SUPPLIED INFORMATION —
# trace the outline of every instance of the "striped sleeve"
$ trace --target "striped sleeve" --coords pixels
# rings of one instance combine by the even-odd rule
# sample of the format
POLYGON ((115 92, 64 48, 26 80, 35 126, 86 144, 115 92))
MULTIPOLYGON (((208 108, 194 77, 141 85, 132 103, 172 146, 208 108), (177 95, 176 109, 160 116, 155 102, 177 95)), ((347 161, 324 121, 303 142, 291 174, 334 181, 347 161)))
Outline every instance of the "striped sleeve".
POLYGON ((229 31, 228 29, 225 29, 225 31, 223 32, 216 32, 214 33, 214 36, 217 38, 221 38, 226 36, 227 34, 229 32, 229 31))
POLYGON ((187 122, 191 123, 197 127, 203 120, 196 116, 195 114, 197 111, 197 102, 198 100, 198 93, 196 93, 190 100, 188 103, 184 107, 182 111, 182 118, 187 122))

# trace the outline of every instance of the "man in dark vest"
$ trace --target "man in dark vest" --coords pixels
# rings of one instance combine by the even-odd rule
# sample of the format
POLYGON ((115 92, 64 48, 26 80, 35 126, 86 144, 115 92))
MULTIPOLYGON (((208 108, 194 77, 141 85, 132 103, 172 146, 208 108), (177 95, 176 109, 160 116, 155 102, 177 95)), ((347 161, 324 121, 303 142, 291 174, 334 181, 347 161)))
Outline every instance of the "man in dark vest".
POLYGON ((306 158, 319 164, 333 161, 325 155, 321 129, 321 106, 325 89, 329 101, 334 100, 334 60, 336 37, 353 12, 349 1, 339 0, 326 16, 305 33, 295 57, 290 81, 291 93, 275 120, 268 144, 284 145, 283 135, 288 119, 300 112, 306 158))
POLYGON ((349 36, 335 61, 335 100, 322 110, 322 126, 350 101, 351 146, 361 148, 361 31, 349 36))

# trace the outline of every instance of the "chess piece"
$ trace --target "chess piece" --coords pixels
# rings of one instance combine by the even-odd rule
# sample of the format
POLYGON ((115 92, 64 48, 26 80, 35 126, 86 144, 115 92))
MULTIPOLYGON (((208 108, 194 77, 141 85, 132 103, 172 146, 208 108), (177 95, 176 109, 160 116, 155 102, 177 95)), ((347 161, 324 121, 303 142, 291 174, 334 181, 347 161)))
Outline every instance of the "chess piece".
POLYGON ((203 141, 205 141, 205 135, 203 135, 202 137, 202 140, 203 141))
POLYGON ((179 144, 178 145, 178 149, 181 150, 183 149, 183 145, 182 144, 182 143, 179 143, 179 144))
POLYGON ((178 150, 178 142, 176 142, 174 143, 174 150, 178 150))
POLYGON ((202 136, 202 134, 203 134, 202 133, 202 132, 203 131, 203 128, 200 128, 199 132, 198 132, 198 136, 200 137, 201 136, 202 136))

TASK DETAILS — Rewrite every line of the records above as a JSON list of strings, one string per line, leaving out the blank lines.

TASK ANSWER —
[
  "# trace the outline of every instance of the \"striped sleeve\"",
  "$ trace --target \"striped sleeve\" --coords pixels",
  "# rings of one instance combine by the even-odd rule",
  "# sample of the format",
  "POLYGON ((115 92, 64 48, 26 80, 35 126, 86 144, 115 92))",
  "MULTIPOLYGON (((208 108, 194 77, 141 85, 132 103, 172 146, 208 108), (177 95, 176 109, 160 116, 155 102, 177 95)), ((347 161, 324 121, 303 142, 291 174, 334 181, 347 161)))",
  "Outline every instance of the \"striped sleeve\".",
  "POLYGON ((229 31, 228 29, 225 29, 225 31, 223 32, 216 32, 214 33, 214 36, 217 38, 221 38, 226 36, 227 34, 229 32, 229 31))",
  "POLYGON ((187 122, 191 123, 197 127, 203 120, 196 116, 195 114, 197 111, 197 102, 198 100, 198 93, 196 93, 190 100, 188 103, 184 107, 182 111, 182 118, 187 122))",
  "# trace the outline of every instance of the \"man in dark vest\"",
  "$ trace --target \"man in dark vest\" --coords pixels",
  "# rings of one instance combine by the even-odd rule",
  "# sample of the format",
  "POLYGON ((115 92, 64 48, 26 80, 35 126, 86 144, 115 92))",
  "MULTIPOLYGON (((208 108, 194 77, 141 85, 132 103, 172 146, 208 108), (177 95, 176 109, 160 116, 155 102, 177 95)), ((347 161, 324 121, 303 142, 291 174, 334 181, 347 161)))",
  "Outline every instance of the \"man in dark vest\".",
  "POLYGON ((306 158, 319 164, 333 161, 325 155, 321 129, 321 106, 325 89, 329 101, 334 100, 334 60, 336 37, 353 12, 349 1, 339 0, 326 16, 305 33, 295 57, 290 81, 291 93, 275 120, 268 144, 284 145, 283 135, 288 119, 300 112, 306 158))",
  "POLYGON ((349 36, 335 61, 335 100, 322 110, 322 126, 350 101, 351 146, 361 148, 361 31, 349 36))",
  "# trace the outline of every instance of the \"chess piece\"",
  "$ trace --target \"chess piece\" --coords pixels",
  "# rings of one instance combine by the even-odd rule",
  "# sample of the format",
  "POLYGON ((115 92, 64 48, 26 80, 35 126, 86 144, 115 92))",
  "MULTIPOLYGON (((208 108, 194 77, 141 85, 132 103, 172 146, 208 108), (177 95, 176 109, 160 116, 155 102, 177 95)), ((347 161, 324 121, 303 142, 291 174, 334 181, 347 161)))",
  "Outline every instance of the \"chess piece\".",
  "POLYGON ((203 141, 205 141, 205 135, 203 135, 202 137, 202 140, 203 141))",
  "POLYGON ((179 144, 178 145, 178 149, 181 150, 183 149, 183 145, 182 144, 182 143, 179 143, 179 144))",
  "POLYGON ((178 150, 178 142, 176 142, 174 143, 174 150, 178 150))",
  "POLYGON ((202 136, 202 134, 203 134, 202 133, 202 132, 203 131, 203 128, 200 128, 199 132, 198 132, 198 136, 200 137, 201 136, 202 136))"
]